• _Aufgabe A_
Erkläre anhand des Auszugs zur Verjährung des Verdienstausfalls, warum das Berufungsgericht annimmt, dass der Feststellungsantrag der Klageschrift die Verjährung des Lohnausfallanspruchs nicht unterbrochen hat. Antworte in ein bis drei Sätzen.
• _Aufgabe B_
Schreibe den Auszug zur Verjährung des Verdienstausfalls im Anschluss an seinen letzten Satz weiter.

··· Dokument

II. Das Berufungsgericht erachtet einen auf § 651 f Abs. 1 BGB gestützten Schadensersatzanspruch wegen Verdienstausfalls in den Jahren 1982 bis 1984 für gemäß § 651 g Abs. 2 BGB verjährt. Insoweit sei die Klage erst im Januar 1985 rechtshängig geworden. Der seinem Wortlaut nach allerdings alle Unfallfolgen umfassende Feststellungsantrag der Klageschrift habe die Verjährung dennoch nicht unterbrochen. Durch seine Begründung sei er nämlich auf solche Ansprüche beschränkt worden, welche sich auf die Wiederherstellung der Gesundheit des Klägers bezogen hätten und im Zeitpunkt der Klageerhebung weder dem Grunde noch der Höhe nach abzusehen gewesen seien. Der vom Kläger nachträglich durch Klageerweiterung geltend gemachte Lohnausfall gehöre nicht zu solchen Schäden. Vielmehr sei der Verdienstentgang nach dem Vortrag des Klägers längst vor Klageerhebung dadurch eingetreten, daß er am 1. Juni 1982 eine ihm zugesagte Geschäftsführerstelle nicht habe antreten können, die dann anderweit besetzt worden sei.

Hiergegen wendet sich die Revision mit Erfolg.

1. Eine Feststellungsklage ist zur Unterbrechung der Verjährung gemäß § 209 Abs. 1 BGB geeignet, soweit ein von der Verjährung betroffener Anspruch Streitgegenstand ist (vgl. BGH, Beschluß vom 25. Februar 1982 - III ZR 76/81 = VersR 1982, 582). Grundsätzlich unterbricht eine unbezifferte Feststellungsklage die Verjährung für den streitigen Anspruch im ganzen. Nur wenn die Feststellung ausdrücklich auf einen Teil des Anspruchs beschränkt wird, schließt sie die Verjährung des Restanspruchs nicht aus. Eine spätere Klageerweiterung auf das Ganze kann dann eine Verjährung des Restanspruchs nicht mehr ausräumen (vgl. BGH, Urteil vom 15. Oktober 1953 - III ZR 34/52 = LM BGB § 847 Nr. 3 = VersR 1983, 497, 498; vom 2. Februar 1984 - III ZR 13/83 = LM GG Art. 14 (Cc) Nr. 43 = VersR 1984, 390, 391).

······
··· Einträge

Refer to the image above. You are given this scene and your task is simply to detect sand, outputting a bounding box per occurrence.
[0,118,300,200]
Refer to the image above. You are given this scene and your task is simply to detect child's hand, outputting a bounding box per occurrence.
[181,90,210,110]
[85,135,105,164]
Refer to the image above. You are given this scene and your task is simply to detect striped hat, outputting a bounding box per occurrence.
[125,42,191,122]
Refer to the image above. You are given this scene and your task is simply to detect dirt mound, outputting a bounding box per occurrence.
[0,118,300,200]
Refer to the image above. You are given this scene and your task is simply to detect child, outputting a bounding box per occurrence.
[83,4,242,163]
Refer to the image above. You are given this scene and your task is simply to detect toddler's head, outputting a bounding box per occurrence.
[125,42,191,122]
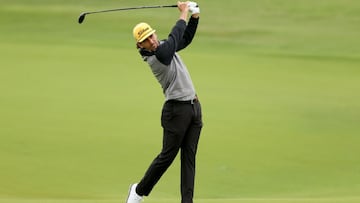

······

• _Antwort A_
Nach Ansicht des Berufungsgerichts war der Feststellungsantrag durch seine Begründung auf Ansprüche beschränkt, die die Wiederherstellung der Gesundheit des Klägers betrafen und bei Klageerhebung weder dem Grunde noch der Höhe nach abzusehen waren. Der Lohnausfall gehört nicht zu diesen Schäden. Er war nach dem Vortrag des Klägers schon lange vor Klageerhebung eingetreten, weil der Kläger am 1. Juni 1982 eine ihm zugesagte Geschäftsführerstelle nicht antreten konnte, die dann anderweit besetzt wurde.

• _Antwort B_
Mit einer wie hier auf die Feststellung gerichteten Klage, daß die Beklagte verpflichtet sei, den weiteren Schaden aus dem Unfall - über den zugleich geltend gemachten Schaden hinaus - zu ersetzen, wird der gesamte unfallbedingte Schaden rechtshängig gemacht, auch ein etwaiger Verdienstausfall. Das gilt selbst dann, wenn dieser Verdienstausfall erst im Laufe des Rechtsstreits zur Begründung eines weiteren bezifferten Ersatzanspruchs vorgetragen wird (vgl. BGH, Urteil vom 24. Oktober 1958 - VI ZR 178/57 = VersR 1958, 887, 889).

Diese Grundsätze zur Wirkung einer Feststellungsklage auf die Verjährung gelten gleichermaßen für Ansprüche sowohl aus unerlaubter Handlung als auch aus Vertrag.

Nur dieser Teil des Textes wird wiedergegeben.